[DOCUMENT PASSAGE Boundary: Start]

Proteoglycans (PGs) are complex carbohydrates that consist of a core protein and one or more glycosaminoglycan side chains [5]. Vascular endothelial cells predominantly express cell membrane-associated HSPGs, including the large extracellular matrix HSPG perlecan [6], the syndecan family of transmembrane HSPGs [7,8], syndecan-1, syndecan-2, syndecan-3, syndecan-4, and glypican-1 [7]. The cells also express biglycan, a small leucine-rich dermatan sulfate PG (DSPG) [9]. HSPGs and DSPG can activate antithrombin III [7] and heparin cofactor II [10], respectively, and contribute to the anticoagulant properties of the vascular endothelium. Additionally, perlecan is reportedly responsible for binding FGF-2 to its receptor, whereas syndecans compete with perlecan in FGF-2-FGFR binding [11,12]. However, all HSPG species exhibit heparin-like anticoagulant activity [7].
Regulation of endothelial PG synthesis is important for understanding the mechanisms underlying the repair process of damaged endothelium and its anticoagulant properties. We revealed that FGF-2 [13] and transforming growth factor-β1 (TGF-β1) [14] regulate syndecan-4 synthesis via different intracellular signaling pathways. Specifically, FGF-2 upregulates endothelial syndecan-4 synthesis via the MEK1/2-ERK1/2 pathway in dense cells, whereas only transcriptional induction of syndecan-4 occurs at a low cell density via the Akt pathway. TGF-β1 also regulates syndecan-4 synthesis in a biphasic manner, and the Smad3–p38 MAPK and Smad2/3 pathways mediate early upregulation and late downregulation, respectively. Additionally, it was revealed that the hypoxia-inducible factor-1 pathway [15] and the p38 MAPK [16] pathway can mediate the upregulation of syndecan-4 expression, using organic-inorganic hybrid molecules as molecular probes.
Previously, we found that siRNA-mediated biglycan knockdown increases syndecan-4 expression via the Smad2/3 TGF-β signaling pathway in vascular endothelial cells [17]. This suggests that there may be crosstalk between the expression of different species of endothelial PGs. However, little is known about the crosstalk between expressions of the endothelial PGs. Since syndecan-1 and syndecan-4 appear to have similar functions in vascular endothelial cells, we hypothesized that syndecan-1 expression affects syndecan-4 expression in vascular endothelial cells. In the present study, we examined this hypothesis using a culture system of bovine aortic endothelial cells.

[DOCUMENT PASSAGE Boundary: End]

TASK REQUIREMENTS —
a: Set down, word for word, the part of the proteoglycan passage starting with "Proteoglycans (PGs) are" and going on through "anticoagulant activity [7].".
b: List every HSPG that the proteoglycan passage says vascular endothelial cells predominantly express.
c: Extend the passage on endothelial proteoglycans, starting after its last sentence.
The rows after this point are separate material with no connection to the passage on endothelial proteoglycans.

[DATA TO EXAMINE Boundary: Start]

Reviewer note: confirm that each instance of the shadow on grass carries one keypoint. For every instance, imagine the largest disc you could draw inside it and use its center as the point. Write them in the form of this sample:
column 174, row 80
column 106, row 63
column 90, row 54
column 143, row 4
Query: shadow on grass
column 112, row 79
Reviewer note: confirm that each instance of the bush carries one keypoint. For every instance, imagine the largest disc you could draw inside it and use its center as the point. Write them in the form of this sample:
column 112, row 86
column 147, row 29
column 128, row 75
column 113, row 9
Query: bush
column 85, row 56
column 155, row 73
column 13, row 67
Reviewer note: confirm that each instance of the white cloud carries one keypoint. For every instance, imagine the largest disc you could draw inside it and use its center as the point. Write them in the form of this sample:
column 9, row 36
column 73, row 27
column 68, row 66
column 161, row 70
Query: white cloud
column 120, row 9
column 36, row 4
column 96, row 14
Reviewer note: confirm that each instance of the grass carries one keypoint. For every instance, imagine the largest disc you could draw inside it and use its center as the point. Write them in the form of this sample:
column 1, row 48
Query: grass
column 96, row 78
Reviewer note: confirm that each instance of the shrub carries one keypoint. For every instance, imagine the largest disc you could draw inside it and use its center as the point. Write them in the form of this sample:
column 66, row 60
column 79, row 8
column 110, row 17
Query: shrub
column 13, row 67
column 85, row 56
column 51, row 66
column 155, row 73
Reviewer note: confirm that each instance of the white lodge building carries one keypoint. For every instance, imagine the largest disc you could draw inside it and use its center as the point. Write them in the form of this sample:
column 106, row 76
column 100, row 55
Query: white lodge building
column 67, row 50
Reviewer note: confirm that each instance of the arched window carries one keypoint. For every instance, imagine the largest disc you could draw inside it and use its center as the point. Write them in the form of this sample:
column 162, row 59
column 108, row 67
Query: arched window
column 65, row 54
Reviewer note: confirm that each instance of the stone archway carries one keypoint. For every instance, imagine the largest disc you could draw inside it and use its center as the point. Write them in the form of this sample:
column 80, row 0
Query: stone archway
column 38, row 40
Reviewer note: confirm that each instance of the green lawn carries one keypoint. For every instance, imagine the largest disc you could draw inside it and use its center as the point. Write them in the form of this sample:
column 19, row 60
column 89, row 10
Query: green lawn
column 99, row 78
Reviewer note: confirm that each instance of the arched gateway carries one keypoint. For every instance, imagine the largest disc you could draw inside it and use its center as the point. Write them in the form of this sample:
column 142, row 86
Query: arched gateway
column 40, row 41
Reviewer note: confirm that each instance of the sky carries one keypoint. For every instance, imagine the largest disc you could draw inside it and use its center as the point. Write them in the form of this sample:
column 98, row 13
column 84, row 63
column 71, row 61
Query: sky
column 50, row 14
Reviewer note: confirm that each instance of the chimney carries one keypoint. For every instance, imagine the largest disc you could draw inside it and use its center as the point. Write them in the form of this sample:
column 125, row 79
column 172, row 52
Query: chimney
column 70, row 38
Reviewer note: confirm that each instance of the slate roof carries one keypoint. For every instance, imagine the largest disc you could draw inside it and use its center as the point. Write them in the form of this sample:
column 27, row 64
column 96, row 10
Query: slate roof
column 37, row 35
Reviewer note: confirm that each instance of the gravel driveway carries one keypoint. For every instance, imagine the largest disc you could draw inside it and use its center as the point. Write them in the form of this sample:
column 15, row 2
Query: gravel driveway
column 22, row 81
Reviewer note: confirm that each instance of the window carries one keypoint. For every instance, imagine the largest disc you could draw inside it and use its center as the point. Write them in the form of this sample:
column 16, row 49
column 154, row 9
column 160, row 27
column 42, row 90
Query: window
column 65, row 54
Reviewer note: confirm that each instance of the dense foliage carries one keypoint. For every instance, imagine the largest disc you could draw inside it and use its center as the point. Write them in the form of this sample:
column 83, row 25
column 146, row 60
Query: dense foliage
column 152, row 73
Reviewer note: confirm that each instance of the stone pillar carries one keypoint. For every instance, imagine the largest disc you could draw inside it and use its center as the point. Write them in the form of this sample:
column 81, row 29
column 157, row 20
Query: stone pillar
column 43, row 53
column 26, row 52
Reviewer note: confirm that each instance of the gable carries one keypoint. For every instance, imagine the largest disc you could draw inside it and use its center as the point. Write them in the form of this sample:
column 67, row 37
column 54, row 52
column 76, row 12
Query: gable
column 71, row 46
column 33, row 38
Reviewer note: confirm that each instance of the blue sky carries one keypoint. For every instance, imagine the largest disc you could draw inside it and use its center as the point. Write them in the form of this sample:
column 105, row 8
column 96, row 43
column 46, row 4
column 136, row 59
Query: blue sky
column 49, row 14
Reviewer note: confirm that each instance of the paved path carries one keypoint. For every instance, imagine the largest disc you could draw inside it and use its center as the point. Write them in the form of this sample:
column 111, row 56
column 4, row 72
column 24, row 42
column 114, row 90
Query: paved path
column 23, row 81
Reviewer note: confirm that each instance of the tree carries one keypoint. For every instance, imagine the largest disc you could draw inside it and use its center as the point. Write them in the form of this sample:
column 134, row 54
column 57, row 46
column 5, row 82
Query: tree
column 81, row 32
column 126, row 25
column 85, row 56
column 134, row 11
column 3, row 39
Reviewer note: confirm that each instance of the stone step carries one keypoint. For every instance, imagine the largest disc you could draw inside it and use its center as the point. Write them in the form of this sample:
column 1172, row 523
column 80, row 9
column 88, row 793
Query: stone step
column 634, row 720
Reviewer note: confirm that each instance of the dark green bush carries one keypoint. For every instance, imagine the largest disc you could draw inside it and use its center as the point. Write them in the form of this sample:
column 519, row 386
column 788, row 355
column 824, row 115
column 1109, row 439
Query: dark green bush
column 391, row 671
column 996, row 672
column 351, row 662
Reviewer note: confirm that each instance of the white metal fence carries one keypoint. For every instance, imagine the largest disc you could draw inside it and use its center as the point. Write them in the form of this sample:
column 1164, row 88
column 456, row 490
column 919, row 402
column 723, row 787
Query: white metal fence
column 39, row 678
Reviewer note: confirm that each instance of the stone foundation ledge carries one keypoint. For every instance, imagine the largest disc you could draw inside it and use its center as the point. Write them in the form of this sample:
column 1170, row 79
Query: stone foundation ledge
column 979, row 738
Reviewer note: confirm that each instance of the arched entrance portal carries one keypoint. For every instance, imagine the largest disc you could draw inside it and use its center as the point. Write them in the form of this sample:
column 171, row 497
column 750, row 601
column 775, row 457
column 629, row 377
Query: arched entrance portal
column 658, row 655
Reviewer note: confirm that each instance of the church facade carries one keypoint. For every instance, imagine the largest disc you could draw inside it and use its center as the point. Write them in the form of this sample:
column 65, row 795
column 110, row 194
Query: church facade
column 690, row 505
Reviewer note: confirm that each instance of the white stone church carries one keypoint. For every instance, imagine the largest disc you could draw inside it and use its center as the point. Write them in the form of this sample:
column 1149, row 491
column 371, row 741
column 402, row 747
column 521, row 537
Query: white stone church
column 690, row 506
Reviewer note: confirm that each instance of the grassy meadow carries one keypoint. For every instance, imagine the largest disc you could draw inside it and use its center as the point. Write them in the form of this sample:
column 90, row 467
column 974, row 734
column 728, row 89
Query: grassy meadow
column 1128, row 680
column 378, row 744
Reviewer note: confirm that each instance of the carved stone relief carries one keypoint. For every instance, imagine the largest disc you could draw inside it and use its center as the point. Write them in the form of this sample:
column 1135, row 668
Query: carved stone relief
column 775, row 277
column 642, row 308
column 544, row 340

[DATA TO EXAMINE Boundary: End]

EXERCISE ANSWERS —
a:
Proteoglycans (PGs) are complex carbohydrates that consist of a core protein and one or more glycosaminoglycan side chains [5]. Vascular endothelial cells predominantly express cell membrane-associated HSPGs, including the large extracellular matrix HSPG perlecan [6], the syndecan family of transmembrane HSPGs [7,8], syndecan-1, syndecan-2, syndecan-3, syndecan-4, and glypican-1 [7]. The cells also express biglycan, a small leucine-rich dermatan sulfate PG (DSPG) [9]. HSPGs and DSPG can activate antithrombin III [7] and heparin cofactor II [10], respectively, and contribute to the anticoagulant properties of the vascular endothelium. Additionally, perlecan is reportedly responsible for binding FGF-2 to its receptor, whereas syndecans compete with perlecan in FGF-2-FGFR binding [11,12]. However, all HSPG species exhibit heparin-like anticoagulant activity [7].

b: perlecan, syndecan-1, syndecan-2, syndecan-3, syndecan-4, glypican-1

c:
2. Materials and methods
2.1. Materials
Bovine aortic endothelial cells were obtained from Cell Applications (San Diego, CA, USA). Dulbecco's modified Eagle's medium (DMEM) was obtained from Nissui Pharmaceutical (Tokyo, Japan). Tissue culture dishes were obtained from Corning (Corning, NY, USA). Opti-MEM® Reduced Serum Medium, Lipofectamine® RNAiMAX Transfection Reagent, and a High-Capacity cDNA Reverse Transcription Kit were obtained from Thermo Fisher Scientific (Waltham, MA, USA). LY364947 and anti-GAPDH monoclonal antibody were obtained from Fujifilm Wako Pure Chemical Industries (Osaka, Japan). QIAzol Lysis Reagent was obtained from QIAGEN (Venlo, Netherlands). GeneAce SYBR® qPCR Mix α was obtained from Nippon Gene (Tokyo, Japan). Chondroitinase ABC and diethylaminoethyl-Sephacel (DEAE-Sephacel) were obtained from Sigma-Aldrich (St Louis, MO, USA). Heparinase II and heparinase III were purchased from IBEX Technologies (Quebec, Canada). Antibodies against syndecan-1 (sc-7099), syndecan-4 (sc-9497), and PD161570 were obtained from Santa Cruz Biotechnology (Santa Cruz, CA, USA). Anti-goat secondary antibody (ab6885) was obtained from Abcam (Bristol, UK). Antibodies against phospho-p44/42 MAPK (Erk1/2) (Thr202/Tyr204) (#9109), p44/42 MAPK (Erk1/2) (#9102), phosphor-p38 MAPK (#9211), p38 MAPK (#9212), phospho-SAPK/JNK (#9255), SAPK/JNK (#9252), anti-rabbit secondary antibody (#7074), and anti-mouse secondary antibody (#7076) were obtained from Cell Signaling Technology (Danvers, MA, USA). PD98059 and SB203580 were obtained from Cayman Chemical (Ann Arbor, MI, USA). Other reagents of the highest grade were obtained from Nacalai Tesque (Kyoto, Japan).
2.2. Cell culture and treatment
Bovine aortic endothelial cells, which have been widely used in PG research [[13], [14], [15], [16], [17], [18], [19], [20], [21]], at 23–30 passages were cultured in a humidified atmosphere of 5% CO2 at 37 °C in DMEM supplemented with 10% fetal bovine serum (FBS) in 35-mm dishes until 80% confluence. The cells were then incubated for 8 h at 37 °C in fresh DMEM supplemented with 10% FBS in the presence of the siRNA/Lipofectamine RNAiMAX mixture prepared as described previously [17]. The medium was changed to DMEM supplemented with 10% FBS and cells were incubated at 37 °C for 3, 6, 12, 16, and 24 h. The levels of syndecan-1 and syndecan-4 mRNAs and the expression of syndecan-4 core protein were determined by quantitative reverse transcription polymerase chain reaction (RT-PCR) and Western blot analysis, respectively. Separately, the cells were transfected with syndecan-1 siRNA for 8 h, treated with or without PD98059, SB203580, PD161570, or LY364947 for 1 h after changing the medium, and then incubated for 23 h in fresh DMEM supplemented with 10% FBS. Phosphorylation levels of MAPKs (ERK1/2, p38 MAPK, and JNK) were evaluated by Western blot analysis. The sequences of siRNAs for syndecan-1 (SDC-1-1 and SDC-1-2) and syndecan-4 (SDC-4-1 and SDC-4-2) are shown in Table S1.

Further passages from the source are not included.